What this task involves:
Can you lay out all the records below as a two-column CSV with the columns "prompt" and "completion", one row per record, holding its text and its answer? Put each field in quotes with line breaks turned into spaces, and leave the pictures out.

Records from a data source
(begin)

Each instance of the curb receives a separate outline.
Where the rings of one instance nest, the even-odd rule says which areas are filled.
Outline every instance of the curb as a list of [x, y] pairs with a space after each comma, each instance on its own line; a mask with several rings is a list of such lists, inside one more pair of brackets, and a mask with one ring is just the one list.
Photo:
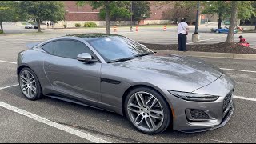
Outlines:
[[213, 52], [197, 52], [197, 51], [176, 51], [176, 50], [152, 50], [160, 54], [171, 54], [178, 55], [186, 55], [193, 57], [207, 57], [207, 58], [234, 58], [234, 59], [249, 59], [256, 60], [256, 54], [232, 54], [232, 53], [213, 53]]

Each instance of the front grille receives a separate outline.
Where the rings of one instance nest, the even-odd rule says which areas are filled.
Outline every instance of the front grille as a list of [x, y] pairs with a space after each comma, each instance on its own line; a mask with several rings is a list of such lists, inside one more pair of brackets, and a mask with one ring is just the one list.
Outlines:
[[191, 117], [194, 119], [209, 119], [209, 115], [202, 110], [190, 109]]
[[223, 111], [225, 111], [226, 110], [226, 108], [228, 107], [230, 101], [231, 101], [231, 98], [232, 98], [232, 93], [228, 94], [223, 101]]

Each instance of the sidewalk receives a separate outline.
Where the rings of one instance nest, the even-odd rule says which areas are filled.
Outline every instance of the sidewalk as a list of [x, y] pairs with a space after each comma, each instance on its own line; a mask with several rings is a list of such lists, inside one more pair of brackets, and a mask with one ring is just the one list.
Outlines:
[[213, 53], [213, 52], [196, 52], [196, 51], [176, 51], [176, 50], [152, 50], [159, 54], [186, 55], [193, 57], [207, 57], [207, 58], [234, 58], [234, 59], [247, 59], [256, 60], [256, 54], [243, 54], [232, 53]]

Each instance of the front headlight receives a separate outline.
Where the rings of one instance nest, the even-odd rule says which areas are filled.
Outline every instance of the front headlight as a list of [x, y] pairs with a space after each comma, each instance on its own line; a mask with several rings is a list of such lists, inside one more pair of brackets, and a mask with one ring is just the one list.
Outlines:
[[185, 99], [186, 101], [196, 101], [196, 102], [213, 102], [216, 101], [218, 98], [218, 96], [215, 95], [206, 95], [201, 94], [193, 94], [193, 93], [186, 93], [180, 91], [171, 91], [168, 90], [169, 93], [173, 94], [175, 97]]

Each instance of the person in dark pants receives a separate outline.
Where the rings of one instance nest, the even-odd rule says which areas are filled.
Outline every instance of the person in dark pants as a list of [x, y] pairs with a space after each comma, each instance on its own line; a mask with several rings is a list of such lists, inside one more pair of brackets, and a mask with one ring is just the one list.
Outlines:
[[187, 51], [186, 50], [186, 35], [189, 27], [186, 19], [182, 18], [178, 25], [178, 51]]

(end)

Full output:
prompt,completion
"Each instance of the curb receives a separate outline. Where the rings of one instance nest, the even-odd rule says which areas are filled. Outline every instance of the curb as a list of [x, y] pairs with a space after each comma, each instance on its own line; a mask with several rings is a list of such lists, inside one more pair of brackets, and a mask with one ring is just the one list. Photo: Outlines:","[[213, 52], [197, 52], [197, 51], [176, 51], [176, 50], [152, 50], [160, 54], [171, 54], [178, 55], [186, 55], [193, 57], [207, 57], [207, 58], [234, 58], [234, 59], [249, 59], [256, 60], [256, 54], [232, 54], [232, 53], [213, 53]]"
"Each instance of the front grille receives a separate outline. Where the rings of one instance nest, the even-odd rule says which areas are filled. Outline every instance of the front grille as a list of [x, y] pairs with a space after each comma, each instance on its own line; a mask with several rings is a list of such lists, inside one more pair of brackets, and a mask with one ring is just the one list. Outlines:","[[191, 117], [194, 119], [209, 119], [209, 115], [202, 110], [190, 109]] [[223, 111], [225, 111], [226, 110], [226, 108], [228, 107], [230, 101], [231, 101], [231, 98], [232, 98], [232, 93], [228, 94], [223, 101]]"
"Each instance of the sidewalk receives a separate outline. Where the rings of one instance nest, the even-odd rule says which areas are filled. Outline every instance of the sidewalk as a list of [x, y] pairs with a space after each comma, each instance on its own line; a mask with several rings is a list of such lists, inside one more pair of brackets, and a mask with one ring is just the one list. Outlines:","[[213, 53], [213, 52], [196, 52], [196, 51], [176, 51], [176, 50], [152, 50], [159, 54], [186, 55], [193, 57], [207, 57], [207, 58], [234, 58], [234, 59], [247, 59], [256, 60], [256, 54], [243, 54], [232, 53]]"
"Each instance of the front headlight receives a separate outline. Where the rings of one instance nest, the even-odd rule says which areas are filled. Outline every instance of the front headlight as a list of [x, y] pairs with a space after each comma, each instance on its own line; a mask with several rings is a list of such lists, inside one more pair of brackets, and a mask with one ring is just the one list. Outlines:","[[185, 99], [186, 101], [196, 101], [196, 102], [213, 102], [216, 101], [218, 98], [218, 96], [215, 95], [206, 95], [201, 94], [193, 94], [193, 93], [186, 93], [180, 91], [171, 91], [168, 90], [169, 93], [173, 94], [175, 97]]"
"Each instance of the person in dark pants receives a separate outline. Where the rings of one instance nest, the even-odd rule says which areas are filled. Outline every instance of the person in dark pants as a list of [x, y] pairs with a space after each comma, each instance on its own line; a mask with several rings is a list of such lists, inside one more pair of brackets, and a mask with one ring is just the one list. Outlines:","[[187, 51], [186, 50], [186, 35], [189, 27], [186, 19], [182, 18], [178, 25], [178, 51]]"